Work to be completed:
Reproduce each of the rows below word for word, leaving out the pictures.

Image segmentation rows
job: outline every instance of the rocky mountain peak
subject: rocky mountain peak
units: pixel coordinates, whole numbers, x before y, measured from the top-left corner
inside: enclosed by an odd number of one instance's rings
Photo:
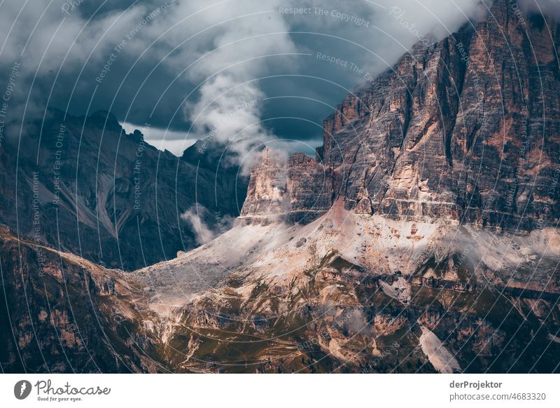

Solution to this problem:
job: outline every instance of the rocky mountain peak
subject: rocky mountain peak
units: pixel coordinates, whole numbers, x before y, measured from the top-left corner
inside: enclosed by an odd number of one instance's rings
Photo:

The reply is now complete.